TEXTO DO DOCUMENTO:
Pesquisei em variados sites e redes sociais, dos liberais aos conservadores, e foi muito interessante observar a reação à bunda rebolativa. Muita gente escrevendo “nunca tive tanta vergonha de ser brasileiro”, uma quantidade enorme de pessoas falando em defender a família.
Entendo mesmo que a performance seja pouco apropriada para um evento do ministério. Mas admito que tenho vergonha real de ser brasileira, até hoje, quando lembro que poderíamos ter muito filho, pai, mãe, irmão, avó, amiga até agora vivos se o governo anterior tivesse aceitado a tempo as ofertas de vacina contra a covid-19. Tive vergonha de ser brasileira quando vi o espetáculo de erros que levou dezenas de pessoas a morrerem sem oxigênio em Manaus, como mandar avião com suprimentos para o lugar errado.
A quantidade de homens defendendo a família me lembrou também da enorme quantidade de pais de família, casados, que procuram historicamente prostitutas nas ruas. Aqui, o problema não são nem de longe as profissionais do sexo, que se expõem à luz do dia ou da noite (e, por isso, também sofrem uma série de violências). Como diz Renato Drummond Tapioca Neto neste artigo, “a imagem da prostituta foi construída pelos discursos masculinos médicos, na borda de instituições como a Família, o Estado e a Igreja”.

Itens armazenados do conjunto de dados:
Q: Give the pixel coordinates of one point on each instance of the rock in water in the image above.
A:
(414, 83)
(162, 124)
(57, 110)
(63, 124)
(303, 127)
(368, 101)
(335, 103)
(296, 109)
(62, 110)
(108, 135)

TAREFAS A CUMPRIR:
1. Transcreva do texto do documento o trecho que vai de "Pesquisei em variados" até "defender a família.".
2. Liste as instituições que, segundo a citação no texto do documento, estão na borda em que se construiu a imagem da prostituta.

RESPOSTAS:
1.
Pesquisei em variados sites e redes sociais, dos liberais aos conservadores, e foi muito interessante observar a reação à bunda rebolativa. Muita gente escrevendo “nunca tive tanta vergonha de ser brasileiro”, uma quantidade enorme de pessoas falando em defender a família.

2.
- Família
- Estado
- Igreja